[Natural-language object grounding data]
____________

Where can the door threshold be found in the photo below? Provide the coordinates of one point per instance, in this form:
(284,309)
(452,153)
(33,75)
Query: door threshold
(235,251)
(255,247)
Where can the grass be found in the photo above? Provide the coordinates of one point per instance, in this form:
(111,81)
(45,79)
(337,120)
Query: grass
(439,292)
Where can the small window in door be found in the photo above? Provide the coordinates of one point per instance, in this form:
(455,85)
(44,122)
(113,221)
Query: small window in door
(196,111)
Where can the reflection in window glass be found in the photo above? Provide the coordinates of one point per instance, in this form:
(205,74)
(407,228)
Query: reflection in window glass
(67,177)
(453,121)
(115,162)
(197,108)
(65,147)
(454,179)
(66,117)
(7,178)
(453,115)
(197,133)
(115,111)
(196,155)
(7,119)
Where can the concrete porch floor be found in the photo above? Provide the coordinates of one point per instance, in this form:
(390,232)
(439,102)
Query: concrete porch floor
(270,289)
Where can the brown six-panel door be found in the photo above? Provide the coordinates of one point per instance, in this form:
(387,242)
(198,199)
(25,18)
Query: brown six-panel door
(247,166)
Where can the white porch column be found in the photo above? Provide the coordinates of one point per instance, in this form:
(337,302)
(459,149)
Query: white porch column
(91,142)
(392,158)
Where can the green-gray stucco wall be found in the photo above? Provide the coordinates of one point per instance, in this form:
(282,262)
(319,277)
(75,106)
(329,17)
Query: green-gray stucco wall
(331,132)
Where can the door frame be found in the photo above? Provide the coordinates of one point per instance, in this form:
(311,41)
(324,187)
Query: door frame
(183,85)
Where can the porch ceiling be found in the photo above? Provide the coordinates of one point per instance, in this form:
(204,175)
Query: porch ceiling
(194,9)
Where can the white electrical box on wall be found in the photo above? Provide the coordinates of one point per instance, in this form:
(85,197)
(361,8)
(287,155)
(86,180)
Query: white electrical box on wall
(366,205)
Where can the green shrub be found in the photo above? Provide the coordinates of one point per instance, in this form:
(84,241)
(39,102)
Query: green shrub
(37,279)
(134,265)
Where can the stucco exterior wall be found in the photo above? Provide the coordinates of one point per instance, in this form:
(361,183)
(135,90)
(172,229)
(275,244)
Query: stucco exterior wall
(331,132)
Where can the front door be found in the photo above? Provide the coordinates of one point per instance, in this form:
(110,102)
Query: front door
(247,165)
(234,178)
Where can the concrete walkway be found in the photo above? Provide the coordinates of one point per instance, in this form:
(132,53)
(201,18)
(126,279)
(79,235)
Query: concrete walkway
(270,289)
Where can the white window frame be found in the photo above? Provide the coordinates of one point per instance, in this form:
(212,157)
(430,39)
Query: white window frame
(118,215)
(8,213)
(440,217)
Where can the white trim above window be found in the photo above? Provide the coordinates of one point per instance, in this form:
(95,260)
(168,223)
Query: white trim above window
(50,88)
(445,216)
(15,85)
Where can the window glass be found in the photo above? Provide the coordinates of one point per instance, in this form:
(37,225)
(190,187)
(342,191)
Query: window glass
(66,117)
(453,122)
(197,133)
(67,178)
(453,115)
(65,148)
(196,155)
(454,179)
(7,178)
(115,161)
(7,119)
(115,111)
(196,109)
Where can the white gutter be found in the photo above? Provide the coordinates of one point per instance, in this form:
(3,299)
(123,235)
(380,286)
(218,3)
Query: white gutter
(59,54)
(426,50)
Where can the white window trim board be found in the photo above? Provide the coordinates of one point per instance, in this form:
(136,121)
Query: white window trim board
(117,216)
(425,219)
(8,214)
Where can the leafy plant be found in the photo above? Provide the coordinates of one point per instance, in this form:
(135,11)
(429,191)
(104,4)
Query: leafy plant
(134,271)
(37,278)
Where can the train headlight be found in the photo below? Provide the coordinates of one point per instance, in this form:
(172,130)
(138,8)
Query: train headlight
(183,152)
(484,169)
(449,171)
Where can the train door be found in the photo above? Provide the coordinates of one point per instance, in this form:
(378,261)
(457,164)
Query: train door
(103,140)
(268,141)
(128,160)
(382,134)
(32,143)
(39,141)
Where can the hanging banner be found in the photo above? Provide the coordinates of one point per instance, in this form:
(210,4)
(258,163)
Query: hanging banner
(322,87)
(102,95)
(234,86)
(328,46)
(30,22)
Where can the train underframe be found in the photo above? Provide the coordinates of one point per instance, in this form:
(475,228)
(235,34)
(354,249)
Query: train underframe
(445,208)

____________

-- WHAT YOU SHOULD DO --
Reproduce all of the data exactly as given.

-- PROBLEM SOLUTION --
Where can the door threshold be found in the photo below? Provide the coordinates of one point per instance, in this form:
(284,309)
(452,153)
(33,75)
Query: door threshold
(235,251)
(255,247)
Where can the grass be found in the photo above? Provide the coordinates of one point per instance, in this form:
(111,81)
(45,79)
(337,120)
Query: grass
(439,292)
Where can the small window in door be found in the photo above? Provide the coordinates of one point per instance, in this form:
(455,85)
(44,122)
(113,221)
Query: small window in door
(196,111)
Where can the reflection in window glass be found in the photo above? Provide the coordinates of one point per instance, in this form:
(205,74)
(407,228)
Query: reflection in window glass
(67,177)
(453,121)
(115,162)
(197,108)
(65,147)
(454,179)
(66,117)
(7,178)
(453,115)
(197,133)
(115,111)
(196,155)
(7,119)
Where can the concrete porch floor be found in the photo above? Provide the coordinates of one point per instance, in this form:
(390,232)
(439,102)
Query: concrete porch floor
(270,289)
Where can the brown six-panel door be found in the photo above? Provide the coordinates of one point per instance, in this form:
(387,242)
(198,199)
(25,18)
Query: brown six-panel door
(247,166)
Where can the white porch column be found in the photo above? Provide the coordinates of one point per instance, in this form:
(337,302)
(459,149)
Query: white porch column
(91,142)
(392,158)
Where can the green-gray stucco wall be found in the photo above? Provide the coordinates of one point per instance, in this form:
(282,262)
(319,277)
(75,106)
(329,17)
Query: green-gray stucco wall
(331,132)
Where can the door frame be found in the photo above? Provide the coordinates of one point per instance, in this form:
(311,41)
(324,187)
Query: door frame
(183,85)
Where can the porch ceiling be found in the photo above? Provide the coordinates of one point per instance, in this form:
(204,175)
Query: porch ceiling
(194,9)
Where can the white electrical box on wall be found in the photo above? Provide the coordinates of one point per instance, in this form:
(85,197)
(361,8)
(287,155)
(86,180)
Query: white electrical box on wall
(366,205)
Where can the green shrub be found in the photo above? Provide the coordinates of one point per instance, in this form:
(84,241)
(39,102)
Query: green shrub
(37,279)
(134,265)
Where can the stucco exterior wall be found in the photo above? Provide the coordinates of one point per instance, in this form:
(361,183)
(135,90)
(172,229)
(275,244)
Query: stucco exterior wall
(331,132)
Where can the front door be found in the photo above? Provide the coordinates of one point per instance, in this form:
(110,102)
Query: front door
(247,165)
(234,178)
Where can the concrete walkway be found in the photo above? Provide the coordinates of one point per instance, in this form:
(132,53)
(201,18)
(126,279)
(79,235)
Query: concrete walkway
(270,289)
Where can the white window frame be found in the photo above? Provide the coordinates of one point per instance, in this form:
(212,157)
(430,39)
Query: white window frame
(118,215)
(8,213)
(440,217)
Where can the white trim above window be found in the photo above? Provide the coordinates of one point per instance, in this form:
(95,260)
(168,223)
Query: white trim above window
(50,88)
(445,216)
(15,85)
Where can the window glass be found in the photo above? Provide the coordinates of one point per instance, in this form:
(37,225)
(190,187)
(342,191)
Query: window glass
(66,117)
(453,122)
(197,133)
(67,178)
(453,115)
(65,148)
(196,155)
(454,179)
(7,178)
(115,161)
(7,119)
(115,111)
(196,109)
Where can the white gutter be found in the photo above? Provide the coordinates of one point per instance, in this form:
(3,299)
(123,235)
(380,286)
(218,3)
Query: white gutter
(59,54)
(426,50)
Where can the white window trim board be found in the photo above? Provide the coordinates of one point per instance, in this form:
(136,121)
Query: white window trim board
(117,216)
(425,219)
(8,214)
Where can the leafy plant be found in the photo above? Provide the coordinates of one point per instance, in this form:
(135,11)
(429,191)
(104,4)
Query: leafy plant
(134,271)
(37,278)
Where can the train headlight be found in the photo below? Provide the coordinates of one point per instance, in this form:
(172,130)
(138,8)
Query: train headlight
(183,152)
(484,169)
(449,171)
Where can the train door be found in the photo above? Provide the coordinates of one point per instance, in this form:
(378,261)
(457,164)
Query: train door
(103,140)
(268,141)
(128,160)
(382,134)
(32,143)
(39,141)
Where can the hanging banner be found in the photo above? Provide the coordinates of one point per instance, in this form:
(210,4)
(258,163)
Query: hanging banner
(322,87)
(102,95)
(234,86)
(328,46)
(30,22)
Where can the train underframe be found in the photo above? Provide the coordinates of one point per instance, in this form:
(475,228)
(235,34)
(354,249)
Query: train underframe
(445,208)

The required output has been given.